Task details ▸ Rewrite the items from the line with "indicate: dark foreground slope" through the end of the items, changing "slope" to "hillside" and leaving everything else as it is.

-- Begin Input --

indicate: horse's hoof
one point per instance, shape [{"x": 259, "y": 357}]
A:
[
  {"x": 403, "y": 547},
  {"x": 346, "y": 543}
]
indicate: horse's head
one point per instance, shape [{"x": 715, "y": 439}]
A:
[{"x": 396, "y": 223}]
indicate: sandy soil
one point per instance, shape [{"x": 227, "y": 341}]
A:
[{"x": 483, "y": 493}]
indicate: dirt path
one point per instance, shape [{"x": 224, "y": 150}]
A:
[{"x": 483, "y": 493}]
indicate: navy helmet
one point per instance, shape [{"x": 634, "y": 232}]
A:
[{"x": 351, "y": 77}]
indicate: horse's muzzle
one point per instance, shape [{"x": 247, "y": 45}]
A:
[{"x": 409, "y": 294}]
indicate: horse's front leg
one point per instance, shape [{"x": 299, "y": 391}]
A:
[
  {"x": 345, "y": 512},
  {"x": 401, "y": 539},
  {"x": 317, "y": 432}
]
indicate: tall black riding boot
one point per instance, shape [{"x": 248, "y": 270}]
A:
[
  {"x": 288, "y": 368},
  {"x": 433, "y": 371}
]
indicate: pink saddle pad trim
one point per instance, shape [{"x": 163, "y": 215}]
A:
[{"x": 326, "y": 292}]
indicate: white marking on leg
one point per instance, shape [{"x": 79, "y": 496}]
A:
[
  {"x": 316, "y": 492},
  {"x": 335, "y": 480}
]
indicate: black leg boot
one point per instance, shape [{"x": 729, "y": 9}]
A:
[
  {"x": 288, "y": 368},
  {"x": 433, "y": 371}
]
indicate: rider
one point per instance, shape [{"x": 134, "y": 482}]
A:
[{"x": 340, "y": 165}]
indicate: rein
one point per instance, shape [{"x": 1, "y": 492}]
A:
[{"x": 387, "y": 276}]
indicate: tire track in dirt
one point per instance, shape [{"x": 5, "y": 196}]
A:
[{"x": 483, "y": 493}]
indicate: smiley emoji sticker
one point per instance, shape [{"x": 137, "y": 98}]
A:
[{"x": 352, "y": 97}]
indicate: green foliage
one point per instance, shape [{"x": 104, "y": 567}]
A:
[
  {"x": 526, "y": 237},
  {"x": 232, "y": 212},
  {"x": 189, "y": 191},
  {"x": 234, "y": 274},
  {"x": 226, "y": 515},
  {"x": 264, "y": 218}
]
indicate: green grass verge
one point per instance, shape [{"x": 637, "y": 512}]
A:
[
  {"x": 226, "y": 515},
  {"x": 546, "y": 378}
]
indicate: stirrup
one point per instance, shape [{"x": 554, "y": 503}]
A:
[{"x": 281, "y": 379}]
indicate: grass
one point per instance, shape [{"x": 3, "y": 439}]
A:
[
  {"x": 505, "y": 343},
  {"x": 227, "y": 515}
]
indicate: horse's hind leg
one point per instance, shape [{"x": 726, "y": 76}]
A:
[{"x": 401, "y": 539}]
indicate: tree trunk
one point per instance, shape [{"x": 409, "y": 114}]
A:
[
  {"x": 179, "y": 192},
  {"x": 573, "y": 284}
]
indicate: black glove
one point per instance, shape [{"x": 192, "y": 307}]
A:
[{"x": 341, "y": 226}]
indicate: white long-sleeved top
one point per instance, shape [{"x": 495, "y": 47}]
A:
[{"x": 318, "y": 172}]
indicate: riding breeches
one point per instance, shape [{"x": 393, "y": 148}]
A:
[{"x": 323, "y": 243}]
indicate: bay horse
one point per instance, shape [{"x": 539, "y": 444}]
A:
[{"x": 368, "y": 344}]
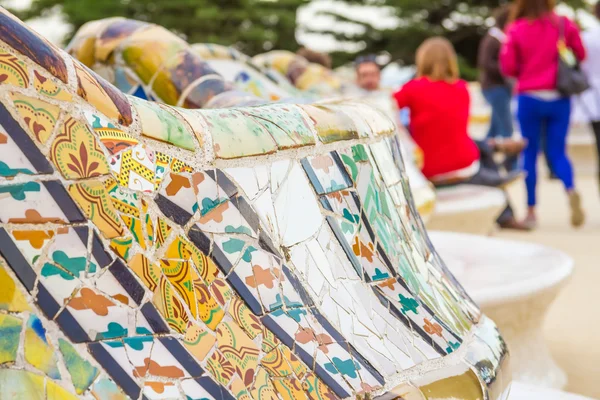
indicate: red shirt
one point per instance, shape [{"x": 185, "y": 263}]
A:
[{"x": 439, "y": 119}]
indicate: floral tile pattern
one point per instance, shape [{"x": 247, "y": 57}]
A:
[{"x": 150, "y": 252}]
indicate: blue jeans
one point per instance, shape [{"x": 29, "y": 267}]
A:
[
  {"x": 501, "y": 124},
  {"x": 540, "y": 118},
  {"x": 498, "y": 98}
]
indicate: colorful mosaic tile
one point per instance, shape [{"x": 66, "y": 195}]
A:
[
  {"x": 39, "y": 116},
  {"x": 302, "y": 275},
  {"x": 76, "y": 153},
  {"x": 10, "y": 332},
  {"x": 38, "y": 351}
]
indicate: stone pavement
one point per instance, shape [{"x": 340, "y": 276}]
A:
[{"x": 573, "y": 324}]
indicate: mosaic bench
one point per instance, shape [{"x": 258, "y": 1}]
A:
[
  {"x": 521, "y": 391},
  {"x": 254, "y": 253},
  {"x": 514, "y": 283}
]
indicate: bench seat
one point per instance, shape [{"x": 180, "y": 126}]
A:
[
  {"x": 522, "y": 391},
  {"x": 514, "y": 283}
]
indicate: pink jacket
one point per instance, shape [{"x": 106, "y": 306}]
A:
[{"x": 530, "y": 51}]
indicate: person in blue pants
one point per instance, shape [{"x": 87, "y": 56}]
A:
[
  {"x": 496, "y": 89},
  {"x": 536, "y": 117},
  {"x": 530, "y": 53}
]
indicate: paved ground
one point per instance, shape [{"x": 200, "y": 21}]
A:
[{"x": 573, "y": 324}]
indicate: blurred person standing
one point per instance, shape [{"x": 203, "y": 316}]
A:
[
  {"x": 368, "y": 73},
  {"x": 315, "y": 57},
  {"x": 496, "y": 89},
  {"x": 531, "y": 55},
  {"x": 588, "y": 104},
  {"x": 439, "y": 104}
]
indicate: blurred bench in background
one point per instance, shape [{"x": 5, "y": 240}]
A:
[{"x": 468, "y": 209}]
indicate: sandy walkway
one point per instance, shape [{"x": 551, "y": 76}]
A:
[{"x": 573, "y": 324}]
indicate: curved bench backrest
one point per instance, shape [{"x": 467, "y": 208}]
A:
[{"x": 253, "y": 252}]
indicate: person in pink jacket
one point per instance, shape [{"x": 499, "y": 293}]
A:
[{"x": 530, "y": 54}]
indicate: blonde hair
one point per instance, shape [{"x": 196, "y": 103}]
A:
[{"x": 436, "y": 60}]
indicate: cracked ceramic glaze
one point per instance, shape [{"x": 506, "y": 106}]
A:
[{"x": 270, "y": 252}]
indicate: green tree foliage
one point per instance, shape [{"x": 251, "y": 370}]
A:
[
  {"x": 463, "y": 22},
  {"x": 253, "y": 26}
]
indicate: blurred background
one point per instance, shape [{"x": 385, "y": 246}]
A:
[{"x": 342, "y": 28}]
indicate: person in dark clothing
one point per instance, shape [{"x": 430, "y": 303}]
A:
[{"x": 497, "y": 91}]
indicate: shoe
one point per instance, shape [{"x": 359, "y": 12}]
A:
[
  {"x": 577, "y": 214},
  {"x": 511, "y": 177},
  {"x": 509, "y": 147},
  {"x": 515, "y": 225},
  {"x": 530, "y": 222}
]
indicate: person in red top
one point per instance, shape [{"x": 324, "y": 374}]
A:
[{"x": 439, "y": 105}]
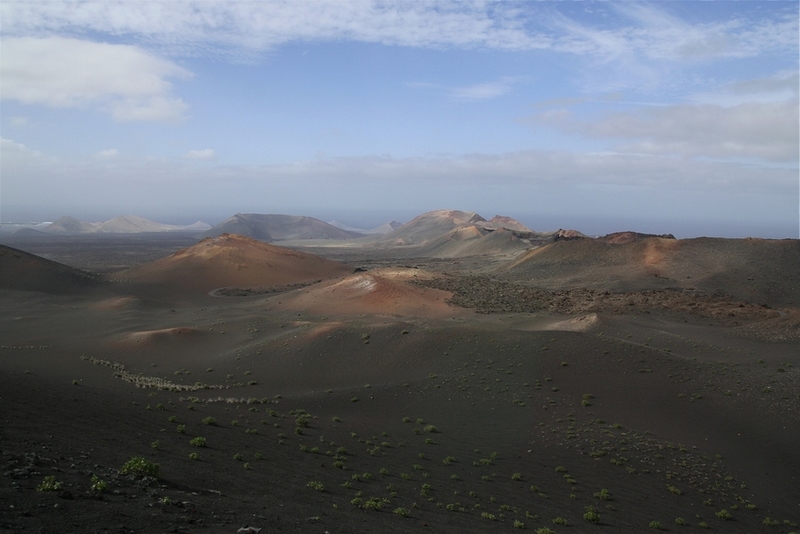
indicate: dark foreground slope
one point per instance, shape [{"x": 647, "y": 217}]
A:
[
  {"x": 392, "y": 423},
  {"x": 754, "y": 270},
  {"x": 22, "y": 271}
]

-- End Input --

Result ▸
indicate: dark foreground hillside
one point per instance, shape [{"x": 647, "y": 217}]
A:
[
  {"x": 392, "y": 423},
  {"x": 754, "y": 270},
  {"x": 22, "y": 271}
]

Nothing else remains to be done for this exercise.